#### Aim of the task:
Quote the listing below word for word, including every line.

-.-.-

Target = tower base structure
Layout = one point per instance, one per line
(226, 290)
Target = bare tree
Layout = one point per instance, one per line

-.-.-

#### Right answer:
Target = tower base structure
Layout = one point per instance, one per line
(226, 290)
Target = bare tree
Layout = one point per instance, one per line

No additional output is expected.